TRY IT: Repeat the entries that appear below, exactly as they are given.

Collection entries
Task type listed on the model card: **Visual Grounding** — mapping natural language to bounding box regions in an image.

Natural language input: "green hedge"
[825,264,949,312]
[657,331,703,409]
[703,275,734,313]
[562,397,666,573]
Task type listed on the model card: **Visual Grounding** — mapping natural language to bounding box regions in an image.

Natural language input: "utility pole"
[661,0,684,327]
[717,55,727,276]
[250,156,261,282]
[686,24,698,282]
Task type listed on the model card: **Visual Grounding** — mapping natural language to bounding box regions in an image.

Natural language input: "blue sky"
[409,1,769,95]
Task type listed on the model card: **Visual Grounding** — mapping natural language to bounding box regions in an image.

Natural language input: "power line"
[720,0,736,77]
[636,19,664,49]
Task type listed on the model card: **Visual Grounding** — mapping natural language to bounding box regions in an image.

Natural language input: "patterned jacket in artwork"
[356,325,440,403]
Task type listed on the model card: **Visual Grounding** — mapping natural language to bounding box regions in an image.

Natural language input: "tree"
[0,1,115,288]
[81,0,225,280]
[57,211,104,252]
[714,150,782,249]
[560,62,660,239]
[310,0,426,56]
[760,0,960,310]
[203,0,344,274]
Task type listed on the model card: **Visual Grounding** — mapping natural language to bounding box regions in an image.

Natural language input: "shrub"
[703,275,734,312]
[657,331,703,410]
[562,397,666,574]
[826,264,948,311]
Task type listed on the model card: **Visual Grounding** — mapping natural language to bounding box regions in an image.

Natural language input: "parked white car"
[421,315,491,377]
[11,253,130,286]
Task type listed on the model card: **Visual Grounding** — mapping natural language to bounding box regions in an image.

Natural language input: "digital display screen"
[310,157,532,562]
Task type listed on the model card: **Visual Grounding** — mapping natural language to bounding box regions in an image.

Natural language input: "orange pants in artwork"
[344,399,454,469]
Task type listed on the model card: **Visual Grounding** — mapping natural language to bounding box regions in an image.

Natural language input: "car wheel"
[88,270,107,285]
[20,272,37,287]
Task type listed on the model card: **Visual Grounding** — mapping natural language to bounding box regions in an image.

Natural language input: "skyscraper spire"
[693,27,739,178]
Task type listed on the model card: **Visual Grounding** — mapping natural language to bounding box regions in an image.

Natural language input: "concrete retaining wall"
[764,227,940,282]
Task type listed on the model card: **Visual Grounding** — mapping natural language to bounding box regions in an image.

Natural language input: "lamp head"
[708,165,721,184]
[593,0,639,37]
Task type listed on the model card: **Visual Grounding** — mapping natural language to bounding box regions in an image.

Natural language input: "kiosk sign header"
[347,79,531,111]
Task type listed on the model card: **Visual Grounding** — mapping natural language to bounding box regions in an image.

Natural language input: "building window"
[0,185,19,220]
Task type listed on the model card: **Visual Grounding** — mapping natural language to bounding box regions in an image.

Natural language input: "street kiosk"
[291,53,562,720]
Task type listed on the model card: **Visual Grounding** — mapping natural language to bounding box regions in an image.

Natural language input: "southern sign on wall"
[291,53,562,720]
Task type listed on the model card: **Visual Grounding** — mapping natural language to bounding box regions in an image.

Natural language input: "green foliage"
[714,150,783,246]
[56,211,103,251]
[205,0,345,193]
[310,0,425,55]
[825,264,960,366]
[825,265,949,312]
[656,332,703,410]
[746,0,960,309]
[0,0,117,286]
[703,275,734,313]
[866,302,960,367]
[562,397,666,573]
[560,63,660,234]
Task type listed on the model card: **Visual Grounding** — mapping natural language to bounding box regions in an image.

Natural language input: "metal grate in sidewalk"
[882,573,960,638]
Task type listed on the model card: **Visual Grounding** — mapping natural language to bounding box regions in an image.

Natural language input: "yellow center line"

ANSWER BOX:
Task type listed on the model card: **Visual Grounding** — mapping natural language to bounding box regions in an image.

Natural language input: "green hedge"
[825,264,949,312]
[657,331,703,409]
[703,275,734,313]
[562,397,666,573]
Task type listed on the model card: **Visual Grounding** — mapping natural language to bounding box regions in an image.

Natural language input: "utility pole"
[661,0,684,327]
[717,55,727,276]
[250,156,261,282]
[686,24,698,282]
Task type listed on the model card: **Visual Grounding** — mapping natural language to bounding box regions in an image.

Natural language input: "blue sky"
[409,1,769,95]
Task type listed on the model card: **Visual Grounding** — mapping natural language to bounding box regions in an image.

Natural language input: "power line"
[720,0,736,77]
[636,19,664,49]
Task type listed on the model card: **Visual Grounding** — mapping natural language to bounding box regions in an image.

Natural language input: "patterned jacket in artwork"
[356,325,440,403]
Task type listed on the model card: **Visual Grounding** — mapping natural language to bounding box regions in an image.

Natural language input: "tree"
[0,1,115,288]
[81,0,225,280]
[57,211,104,252]
[714,150,782,249]
[560,62,660,239]
[310,0,426,56]
[760,0,960,310]
[203,0,344,274]
Task type listed on the model card: **Visual Grounding** — mapping natural language to bounding box regions in an image.

Natural language input: "shrub"
[703,275,734,312]
[657,331,703,410]
[562,397,666,574]
[826,264,948,311]
Task type listed on the model card: **Visual Grounding** — mapping natural language to bounding box regions in an image.

Natural language input: "parked white car"
[421,315,491,377]
[11,253,130,286]
Task type listed on the model card: **Visual Grounding** — mapping natural language to bounding box regions in an image.

Natural language input: "digital display screen"
[310,157,532,562]
Task type listed on the model card: **Visual Grounding** — mapping natural language to bounding box regions in an image.

Natural language input: "orange pants in artwork"
[344,399,454,469]
Task type listed on the model card: **Visual Grounding** — mapping natural language to bounding box regions in an image.

Natural language input: "car wheel"
[88,270,107,285]
[20,272,37,287]
Task type listed on the model card: **Visual Grounding** — mapping natural language to bounding box regions in an image.

Natural language input: "skyscraper spire"
[693,27,739,178]
Task type listed on the model card: **Visual Grounding** — mapping natural language to bounding box regions in an image.

Natural language input: "concrete retaining wall"
[764,227,940,282]
Task type listed on the model card: **Visual Grounding** — mapping natural language to bounding box regions in an image.

Natural language input: "lamp head"
[708,165,721,184]
[593,0,639,37]
Task type listed on the model card: **Visual Grounding** — mapping natural language to bounding box regions in an image.

Natural language input: "kiosk sign header"
[347,79,531,111]
Task type listed on the model card: **Visual Grounding** — mapping natural language to bounding box regions in an image.

Natural language input: "building window"
[0,185,19,220]
Task type listed on the model card: **Visual Grounding** — mapping natural language to bounding box regions in an image.

Natural language input: "street kiosk"
[291,53,562,720]
Task type listed on the model card: **Visual Grounding** — mapping natural language to bounding box regions in an image.

Natural language input: "southern sign on wall"
[291,53,562,720]
Task type listed on the model card: **Visual Grounding** — mapping natural language to bounding box regions in an image.

Natural language input: "green foliage"
[714,150,783,246]
[56,211,103,251]
[205,0,345,193]
[310,0,425,55]
[825,264,960,366]
[825,265,949,312]
[656,332,703,410]
[746,0,960,309]
[0,0,117,286]
[703,275,734,313]
[866,302,960,367]
[562,397,666,573]
[560,63,660,234]
Task type listed on the model card: **Visual Grounding** — mapping natural language to bounding box regions in an image.

Natural language input: "metal grate in sidewalk"
[882,573,960,638]
Task type listed on the model card: **Visual Grounding** — mapping natural language to bounding box regions in an image.

Natural language input: "yellow center line"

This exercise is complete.